TASK DESCRIPTION: Pull out every line in the records below that contains the string "dirt".

SUPPLIED ENTRIES:
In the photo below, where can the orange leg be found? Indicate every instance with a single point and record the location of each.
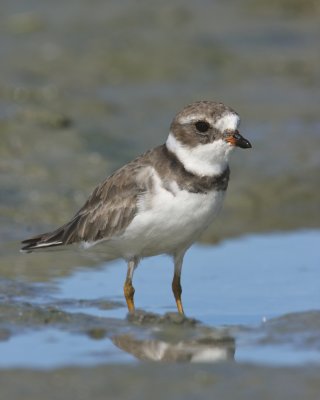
(177, 290)
(128, 289)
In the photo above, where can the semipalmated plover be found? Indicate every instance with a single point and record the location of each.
(163, 200)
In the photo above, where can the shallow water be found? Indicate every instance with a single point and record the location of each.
(84, 88)
(247, 308)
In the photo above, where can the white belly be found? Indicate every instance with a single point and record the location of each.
(167, 221)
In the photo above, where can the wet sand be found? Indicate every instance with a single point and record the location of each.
(86, 87)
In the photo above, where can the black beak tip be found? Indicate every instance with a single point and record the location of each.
(245, 144)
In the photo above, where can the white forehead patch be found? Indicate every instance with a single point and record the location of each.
(228, 121)
(193, 118)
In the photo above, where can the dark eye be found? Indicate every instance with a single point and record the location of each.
(202, 126)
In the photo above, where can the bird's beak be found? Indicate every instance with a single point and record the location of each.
(234, 138)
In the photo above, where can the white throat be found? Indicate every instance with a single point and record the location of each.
(204, 159)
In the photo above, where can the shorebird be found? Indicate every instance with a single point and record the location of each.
(163, 200)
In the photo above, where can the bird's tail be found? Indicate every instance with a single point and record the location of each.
(45, 240)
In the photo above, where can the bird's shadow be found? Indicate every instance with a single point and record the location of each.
(174, 338)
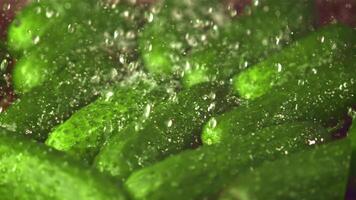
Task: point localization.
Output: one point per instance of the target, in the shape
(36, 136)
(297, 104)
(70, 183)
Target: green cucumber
(352, 136)
(37, 18)
(174, 125)
(324, 47)
(320, 173)
(203, 172)
(323, 97)
(83, 134)
(5, 61)
(83, 77)
(175, 28)
(110, 30)
(29, 170)
(265, 29)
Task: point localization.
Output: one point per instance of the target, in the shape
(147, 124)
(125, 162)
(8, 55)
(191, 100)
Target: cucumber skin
(203, 172)
(162, 52)
(84, 133)
(250, 39)
(96, 27)
(35, 113)
(352, 135)
(37, 18)
(320, 173)
(174, 125)
(29, 170)
(331, 44)
(323, 97)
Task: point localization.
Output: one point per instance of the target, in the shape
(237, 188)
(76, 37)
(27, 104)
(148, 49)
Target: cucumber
(83, 77)
(203, 172)
(186, 24)
(323, 97)
(96, 27)
(38, 17)
(5, 61)
(83, 134)
(29, 170)
(352, 136)
(267, 27)
(174, 125)
(320, 173)
(327, 46)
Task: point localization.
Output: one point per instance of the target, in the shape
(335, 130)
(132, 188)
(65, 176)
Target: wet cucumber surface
(177, 99)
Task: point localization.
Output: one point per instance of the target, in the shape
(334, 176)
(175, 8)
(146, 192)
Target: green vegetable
(29, 170)
(84, 133)
(327, 46)
(203, 172)
(352, 136)
(270, 25)
(83, 77)
(39, 17)
(323, 96)
(175, 28)
(5, 61)
(94, 27)
(172, 126)
(320, 173)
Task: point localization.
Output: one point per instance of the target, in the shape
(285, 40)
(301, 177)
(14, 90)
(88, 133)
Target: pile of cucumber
(180, 99)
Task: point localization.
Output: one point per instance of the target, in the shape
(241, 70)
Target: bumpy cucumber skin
(95, 27)
(83, 77)
(186, 24)
(84, 133)
(323, 97)
(352, 136)
(173, 126)
(263, 31)
(29, 170)
(318, 174)
(4, 63)
(325, 47)
(203, 172)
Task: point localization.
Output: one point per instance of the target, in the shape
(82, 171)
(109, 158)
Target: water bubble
(169, 123)
(36, 40)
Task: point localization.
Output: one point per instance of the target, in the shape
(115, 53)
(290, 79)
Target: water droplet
(169, 123)
(36, 40)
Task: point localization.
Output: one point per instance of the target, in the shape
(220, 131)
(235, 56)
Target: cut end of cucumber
(211, 133)
(28, 74)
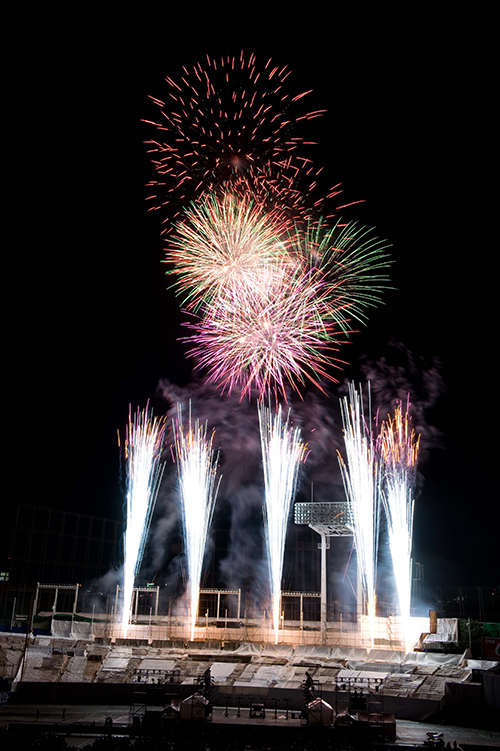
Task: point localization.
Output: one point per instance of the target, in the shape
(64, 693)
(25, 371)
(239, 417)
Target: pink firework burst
(262, 339)
(225, 242)
(232, 123)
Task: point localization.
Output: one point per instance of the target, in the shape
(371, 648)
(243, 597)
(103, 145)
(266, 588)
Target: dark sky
(404, 131)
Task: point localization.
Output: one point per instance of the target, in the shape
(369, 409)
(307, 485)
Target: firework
(360, 475)
(223, 243)
(399, 454)
(282, 451)
(231, 122)
(144, 440)
(348, 259)
(263, 339)
(197, 466)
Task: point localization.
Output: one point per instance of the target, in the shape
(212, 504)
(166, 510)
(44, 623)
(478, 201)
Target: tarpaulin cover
(314, 651)
(115, 663)
(384, 655)
(277, 650)
(71, 629)
(348, 653)
(432, 658)
(221, 670)
(447, 631)
(491, 629)
(152, 664)
(248, 648)
(482, 664)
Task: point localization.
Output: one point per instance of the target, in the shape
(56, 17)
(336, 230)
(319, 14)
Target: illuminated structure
(328, 520)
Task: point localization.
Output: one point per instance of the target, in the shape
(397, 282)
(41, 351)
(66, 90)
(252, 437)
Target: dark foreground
(110, 727)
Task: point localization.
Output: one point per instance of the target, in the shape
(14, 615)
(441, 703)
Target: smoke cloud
(393, 376)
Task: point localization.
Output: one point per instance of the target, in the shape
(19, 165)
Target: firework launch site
(257, 586)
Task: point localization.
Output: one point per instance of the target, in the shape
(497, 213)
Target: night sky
(403, 132)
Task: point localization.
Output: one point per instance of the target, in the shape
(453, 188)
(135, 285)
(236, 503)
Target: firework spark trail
(263, 338)
(282, 451)
(230, 122)
(360, 475)
(400, 447)
(144, 441)
(197, 466)
(224, 242)
(348, 259)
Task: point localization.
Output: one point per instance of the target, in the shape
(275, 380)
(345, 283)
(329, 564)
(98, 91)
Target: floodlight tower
(328, 520)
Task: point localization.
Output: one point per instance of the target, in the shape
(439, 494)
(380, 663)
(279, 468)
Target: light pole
(328, 520)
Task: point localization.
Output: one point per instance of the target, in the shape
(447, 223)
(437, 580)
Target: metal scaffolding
(328, 520)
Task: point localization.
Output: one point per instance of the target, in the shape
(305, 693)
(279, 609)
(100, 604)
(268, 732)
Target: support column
(323, 545)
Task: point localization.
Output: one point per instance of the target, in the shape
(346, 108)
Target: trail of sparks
(282, 452)
(361, 474)
(197, 466)
(144, 441)
(348, 259)
(261, 339)
(230, 123)
(399, 455)
(224, 243)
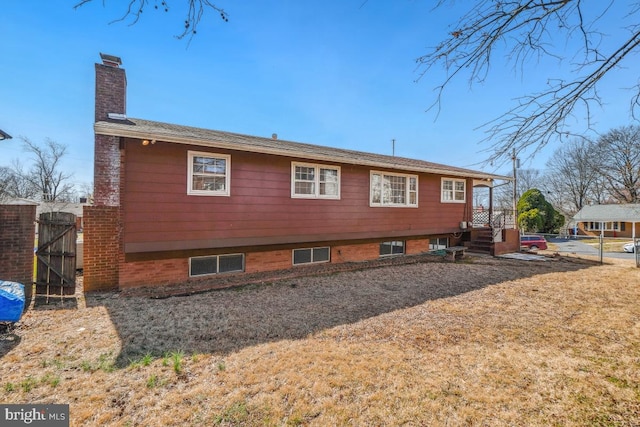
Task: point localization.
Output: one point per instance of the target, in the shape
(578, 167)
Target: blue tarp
(11, 301)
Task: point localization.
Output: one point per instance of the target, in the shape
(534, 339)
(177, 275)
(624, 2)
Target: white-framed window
(395, 247)
(606, 226)
(312, 181)
(311, 255)
(393, 189)
(453, 190)
(209, 174)
(215, 264)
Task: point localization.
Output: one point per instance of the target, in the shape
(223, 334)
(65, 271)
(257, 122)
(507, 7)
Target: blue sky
(339, 73)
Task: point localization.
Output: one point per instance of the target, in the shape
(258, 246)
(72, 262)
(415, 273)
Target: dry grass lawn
(485, 342)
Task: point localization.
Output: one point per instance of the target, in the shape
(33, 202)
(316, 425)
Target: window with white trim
(209, 174)
(311, 181)
(311, 255)
(215, 264)
(395, 247)
(393, 189)
(606, 226)
(453, 190)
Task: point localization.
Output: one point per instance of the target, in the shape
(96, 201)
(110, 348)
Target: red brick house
(173, 203)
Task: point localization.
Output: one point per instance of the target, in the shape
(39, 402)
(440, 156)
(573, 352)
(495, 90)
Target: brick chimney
(103, 241)
(111, 88)
(111, 85)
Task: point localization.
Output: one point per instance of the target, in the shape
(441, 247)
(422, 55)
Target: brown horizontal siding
(160, 216)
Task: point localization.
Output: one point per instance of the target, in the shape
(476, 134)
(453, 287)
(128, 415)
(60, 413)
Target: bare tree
(619, 158)
(192, 11)
(46, 174)
(572, 176)
(526, 180)
(5, 176)
(526, 30)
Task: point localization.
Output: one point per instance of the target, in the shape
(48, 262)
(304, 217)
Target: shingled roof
(146, 129)
(607, 213)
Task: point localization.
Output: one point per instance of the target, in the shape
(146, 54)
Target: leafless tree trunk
(572, 174)
(525, 31)
(46, 174)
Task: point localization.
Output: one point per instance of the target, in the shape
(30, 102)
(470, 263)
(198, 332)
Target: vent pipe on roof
(110, 60)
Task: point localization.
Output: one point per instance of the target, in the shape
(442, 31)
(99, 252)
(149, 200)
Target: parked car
(628, 247)
(533, 242)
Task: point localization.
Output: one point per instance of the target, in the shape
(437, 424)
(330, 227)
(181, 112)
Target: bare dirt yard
(482, 342)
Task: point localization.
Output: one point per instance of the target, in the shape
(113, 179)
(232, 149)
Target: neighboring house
(609, 220)
(175, 202)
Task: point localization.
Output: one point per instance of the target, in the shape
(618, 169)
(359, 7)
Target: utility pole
(516, 164)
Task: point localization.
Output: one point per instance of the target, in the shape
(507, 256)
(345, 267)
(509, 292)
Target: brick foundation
(101, 247)
(153, 273)
(17, 239)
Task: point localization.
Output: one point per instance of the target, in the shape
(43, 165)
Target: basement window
(438, 243)
(311, 255)
(215, 264)
(391, 248)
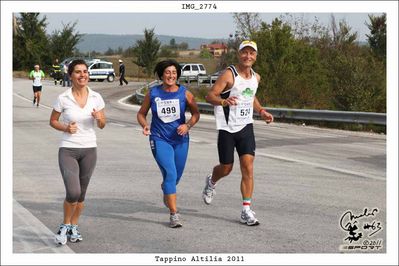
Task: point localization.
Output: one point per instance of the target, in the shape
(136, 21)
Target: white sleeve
(57, 105)
(100, 103)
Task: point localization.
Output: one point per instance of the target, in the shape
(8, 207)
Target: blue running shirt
(168, 113)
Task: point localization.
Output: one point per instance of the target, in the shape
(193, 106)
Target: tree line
(312, 66)
(302, 65)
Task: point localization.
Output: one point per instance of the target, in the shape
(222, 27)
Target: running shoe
(248, 217)
(175, 221)
(209, 191)
(61, 236)
(165, 202)
(74, 233)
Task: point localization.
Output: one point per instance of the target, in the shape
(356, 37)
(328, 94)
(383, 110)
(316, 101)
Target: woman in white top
(81, 108)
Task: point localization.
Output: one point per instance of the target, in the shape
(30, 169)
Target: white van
(191, 71)
(101, 70)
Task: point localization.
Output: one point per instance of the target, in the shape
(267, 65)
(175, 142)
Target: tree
(292, 75)
(63, 42)
(172, 43)
(341, 34)
(247, 24)
(377, 38)
(30, 43)
(205, 54)
(146, 51)
(110, 51)
(182, 46)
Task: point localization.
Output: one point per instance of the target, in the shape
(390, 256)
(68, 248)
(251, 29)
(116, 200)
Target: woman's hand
(146, 131)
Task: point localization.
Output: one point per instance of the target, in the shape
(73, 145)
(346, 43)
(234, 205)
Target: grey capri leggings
(76, 166)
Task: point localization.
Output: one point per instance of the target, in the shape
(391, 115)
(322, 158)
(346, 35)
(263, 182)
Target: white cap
(248, 43)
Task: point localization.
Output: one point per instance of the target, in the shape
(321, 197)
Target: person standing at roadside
(233, 96)
(168, 134)
(57, 72)
(82, 109)
(122, 70)
(66, 80)
(37, 75)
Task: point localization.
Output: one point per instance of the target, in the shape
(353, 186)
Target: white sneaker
(248, 217)
(75, 235)
(175, 221)
(61, 236)
(209, 191)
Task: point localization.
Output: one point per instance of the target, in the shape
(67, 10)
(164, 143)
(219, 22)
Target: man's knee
(226, 169)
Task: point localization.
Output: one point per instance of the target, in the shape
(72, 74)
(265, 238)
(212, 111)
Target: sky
(202, 25)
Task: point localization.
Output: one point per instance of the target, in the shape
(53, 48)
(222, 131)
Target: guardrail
(302, 114)
(200, 79)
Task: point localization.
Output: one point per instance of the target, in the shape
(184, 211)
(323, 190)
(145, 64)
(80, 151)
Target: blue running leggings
(171, 159)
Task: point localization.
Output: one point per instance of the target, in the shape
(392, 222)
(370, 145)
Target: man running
(233, 96)
(36, 75)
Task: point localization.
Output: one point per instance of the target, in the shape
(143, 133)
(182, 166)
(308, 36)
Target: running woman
(233, 96)
(168, 134)
(37, 75)
(82, 109)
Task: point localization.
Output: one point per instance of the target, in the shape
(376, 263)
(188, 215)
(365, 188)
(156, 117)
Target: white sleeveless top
(235, 117)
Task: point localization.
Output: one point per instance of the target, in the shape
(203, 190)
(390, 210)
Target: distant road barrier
(300, 114)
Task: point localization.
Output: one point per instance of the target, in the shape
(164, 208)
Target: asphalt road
(306, 178)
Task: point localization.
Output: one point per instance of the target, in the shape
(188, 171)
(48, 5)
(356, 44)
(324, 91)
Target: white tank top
(235, 117)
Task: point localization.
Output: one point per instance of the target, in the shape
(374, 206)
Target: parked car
(101, 70)
(190, 71)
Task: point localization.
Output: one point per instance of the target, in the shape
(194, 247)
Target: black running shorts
(243, 141)
(37, 88)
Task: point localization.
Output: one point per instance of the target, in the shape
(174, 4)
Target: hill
(101, 42)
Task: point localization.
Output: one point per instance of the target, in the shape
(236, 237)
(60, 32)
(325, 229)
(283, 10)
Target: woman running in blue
(169, 138)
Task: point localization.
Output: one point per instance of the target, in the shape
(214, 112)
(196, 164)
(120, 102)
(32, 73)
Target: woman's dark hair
(160, 67)
(74, 63)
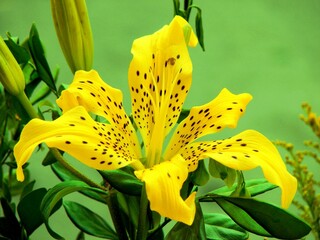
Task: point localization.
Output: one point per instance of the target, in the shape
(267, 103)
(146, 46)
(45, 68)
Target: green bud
(217, 170)
(74, 32)
(11, 75)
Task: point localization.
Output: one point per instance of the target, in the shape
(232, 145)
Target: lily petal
(98, 145)
(223, 111)
(96, 96)
(163, 184)
(159, 78)
(247, 150)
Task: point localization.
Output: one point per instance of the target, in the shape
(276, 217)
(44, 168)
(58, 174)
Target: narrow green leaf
(88, 221)
(219, 226)
(123, 181)
(217, 170)
(39, 59)
(241, 217)
(263, 218)
(194, 232)
(80, 236)
(184, 113)
(64, 175)
(29, 210)
(254, 186)
(11, 227)
(49, 159)
(200, 176)
(199, 29)
(27, 189)
(55, 194)
(20, 53)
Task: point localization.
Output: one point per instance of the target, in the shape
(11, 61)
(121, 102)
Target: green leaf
(199, 28)
(194, 232)
(219, 226)
(184, 113)
(217, 170)
(39, 59)
(49, 159)
(20, 53)
(80, 236)
(200, 176)
(64, 175)
(55, 194)
(29, 210)
(263, 218)
(254, 186)
(88, 221)
(27, 189)
(9, 225)
(123, 181)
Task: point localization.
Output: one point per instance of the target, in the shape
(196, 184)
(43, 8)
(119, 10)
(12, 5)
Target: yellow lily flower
(159, 79)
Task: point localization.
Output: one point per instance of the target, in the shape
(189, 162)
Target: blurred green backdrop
(269, 48)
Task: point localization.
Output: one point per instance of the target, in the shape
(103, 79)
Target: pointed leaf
(20, 53)
(88, 221)
(201, 176)
(263, 218)
(194, 232)
(122, 181)
(199, 28)
(219, 226)
(55, 194)
(64, 175)
(27, 189)
(29, 210)
(10, 226)
(217, 170)
(39, 59)
(254, 186)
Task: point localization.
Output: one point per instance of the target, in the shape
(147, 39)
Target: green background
(268, 48)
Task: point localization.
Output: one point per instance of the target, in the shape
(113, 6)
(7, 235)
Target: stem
(115, 215)
(25, 102)
(142, 224)
(22, 97)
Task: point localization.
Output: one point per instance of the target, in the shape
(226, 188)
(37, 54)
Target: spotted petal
(160, 78)
(98, 145)
(247, 150)
(223, 111)
(163, 184)
(90, 91)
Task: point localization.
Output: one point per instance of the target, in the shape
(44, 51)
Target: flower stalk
(11, 75)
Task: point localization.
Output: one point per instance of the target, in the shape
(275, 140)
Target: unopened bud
(74, 32)
(11, 75)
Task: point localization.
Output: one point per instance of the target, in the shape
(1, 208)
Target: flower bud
(74, 32)
(11, 75)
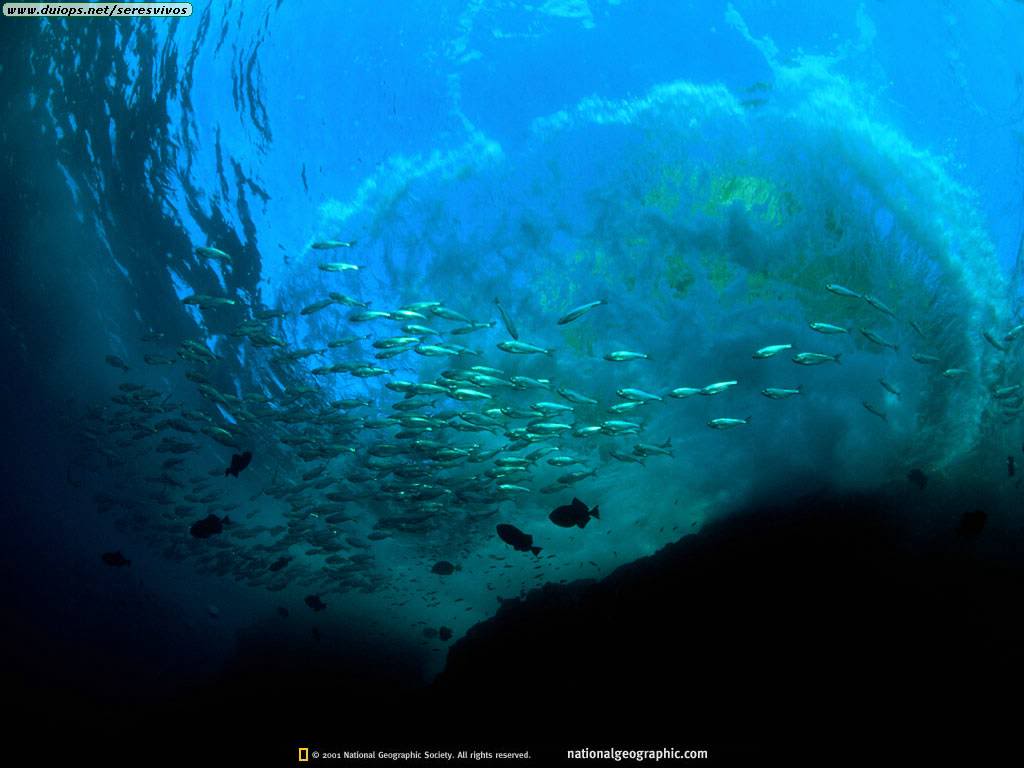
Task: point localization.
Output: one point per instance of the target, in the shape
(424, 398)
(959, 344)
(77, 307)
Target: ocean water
(704, 170)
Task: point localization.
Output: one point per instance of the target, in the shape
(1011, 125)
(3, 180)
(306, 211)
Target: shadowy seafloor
(822, 629)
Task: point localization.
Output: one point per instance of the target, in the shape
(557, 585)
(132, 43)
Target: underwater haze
(336, 327)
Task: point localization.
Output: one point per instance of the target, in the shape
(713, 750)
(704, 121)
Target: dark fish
(519, 541)
(972, 523)
(573, 514)
(314, 602)
(918, 477)
(114, 361)
(280, 563)
(443, 567)
(239, 462)
(115, 558)
(509, 326)
(208, 526)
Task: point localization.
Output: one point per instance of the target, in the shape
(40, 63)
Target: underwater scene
(521, 381)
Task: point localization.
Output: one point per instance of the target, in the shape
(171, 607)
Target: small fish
(771, 351)
(512, 488)
(326, 245)
(520, 347)
(991, 340)
(442, 311)
(637, 395)
(619, 456)
(728, 423)
(509, 325)
(115, 559)
(827, 328)
(624, 408)
(573, 514)
(879, 305)
(209, 525)
(620, 427)
(680, 392)
(777, 393)
(842, 291)
(814, 358)
(443, 567)
(645, 450)
(462, 330)
(579, 311)
(314, 602)
(876, 339)
(339, 266)
(1014, 333)
(316, 306)
(889, 387)
(280, 563)
(239, 462)
(718, 387)
(519, 541)
(871, 410)
(213, 253)
(623, 355)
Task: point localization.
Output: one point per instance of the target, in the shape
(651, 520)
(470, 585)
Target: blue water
(704, 168)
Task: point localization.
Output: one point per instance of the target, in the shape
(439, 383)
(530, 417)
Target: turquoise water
(702, 169)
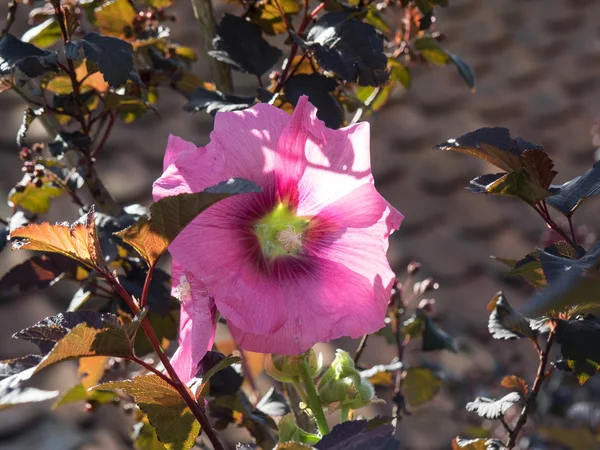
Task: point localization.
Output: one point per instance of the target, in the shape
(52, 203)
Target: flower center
(280, 233)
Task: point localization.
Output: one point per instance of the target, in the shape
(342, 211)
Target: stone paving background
(537, 64)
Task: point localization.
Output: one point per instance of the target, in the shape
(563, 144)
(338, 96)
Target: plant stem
(221, 72)
(300, 390)
(10, 16)
(537, 384)
(144, 299)
(360, 349)
(345, 413)
(314, 403)
(174, 380)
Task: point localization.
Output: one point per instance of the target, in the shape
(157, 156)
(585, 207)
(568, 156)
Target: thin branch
(221, 72)
(174, 380)
(535, 390)
(10, 16)
(361, 348)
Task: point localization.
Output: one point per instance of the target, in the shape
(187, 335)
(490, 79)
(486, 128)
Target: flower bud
(288, 429)
(342, 384)
(285, 368)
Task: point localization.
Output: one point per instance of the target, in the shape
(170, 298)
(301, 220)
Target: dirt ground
(537, 64)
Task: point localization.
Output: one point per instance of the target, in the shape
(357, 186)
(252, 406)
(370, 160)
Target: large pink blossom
(301, 262)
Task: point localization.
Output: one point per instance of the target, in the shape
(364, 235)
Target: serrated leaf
(38, 272)
(31, 60)
(578, 340)
(494, 145)
(505, 322)
(84, 340)
(420, 385)
(114, 56)
(318, 88)
(493, 409)
(202, 379)
(32, 198)
(349, 47)
(170, 215)
(359, 435)
(216, 101)
(115, 18)
(431, 50)
(78, 241)
(434, 338)
(266, 14)
(568, 196)
(239, 43)
(45, 34)
(516, 383)
(12, 396)
(176, 426)
(464, 70)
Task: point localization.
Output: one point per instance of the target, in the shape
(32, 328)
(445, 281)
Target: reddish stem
(174, 380)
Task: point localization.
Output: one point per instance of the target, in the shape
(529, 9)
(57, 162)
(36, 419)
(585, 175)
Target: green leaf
(578, 340)
(176, 426)
(45, 34)
(434, 338)
(79, 393)
(420, 385)
(170, 215)
(431, 50)
(114, 56)
(493, 409)
(115, 18)
(464, 70)
(267, 16)
(224, 363)
(505, 322)
(31, 60)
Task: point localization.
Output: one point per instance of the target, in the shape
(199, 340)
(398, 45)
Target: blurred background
(537, 64)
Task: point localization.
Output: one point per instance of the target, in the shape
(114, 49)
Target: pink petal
(316, 165)
(197, 324)
(175, 147)
(325, 303)
(354, 232)
(241, 145)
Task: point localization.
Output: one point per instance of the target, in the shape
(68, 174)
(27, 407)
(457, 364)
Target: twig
(546, 216)
(537, 384)
(10, 16)
(174, 380)
(360, 349)
(111, 122)
(221, 72)
(144, 299)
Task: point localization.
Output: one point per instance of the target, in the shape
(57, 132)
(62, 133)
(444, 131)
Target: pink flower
(301, 262)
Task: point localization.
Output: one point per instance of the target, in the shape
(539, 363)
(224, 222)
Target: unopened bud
(413, 268)
(286, 368)
(342, 385)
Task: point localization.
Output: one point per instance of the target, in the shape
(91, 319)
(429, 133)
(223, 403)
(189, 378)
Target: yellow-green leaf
(420, 385)
(176, 426)
(78, 241)
(115, 17)
(170, 215)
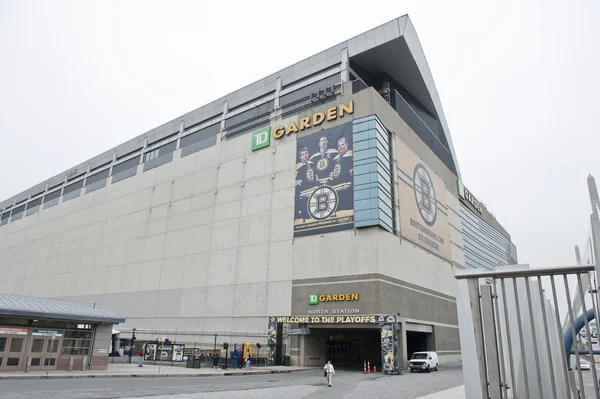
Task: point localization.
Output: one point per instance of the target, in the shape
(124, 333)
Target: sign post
(162, 343)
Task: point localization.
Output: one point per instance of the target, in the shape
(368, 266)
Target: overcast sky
(518, 82)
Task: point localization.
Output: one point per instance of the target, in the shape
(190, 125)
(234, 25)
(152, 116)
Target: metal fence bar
(521, 341)
(589, 336)
(572, 324)
(501, 346)
(478, 330)
(533, 335)
(510, 358)
(559, 329)
(547, 335)
(491, 343)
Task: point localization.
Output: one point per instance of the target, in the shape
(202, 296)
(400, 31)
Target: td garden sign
(370, 319)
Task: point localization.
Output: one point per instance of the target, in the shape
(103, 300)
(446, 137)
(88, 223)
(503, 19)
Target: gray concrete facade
(199, 241)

EXERCISE OUTPUT:
Target: bare dirt yard
Target: dirt ground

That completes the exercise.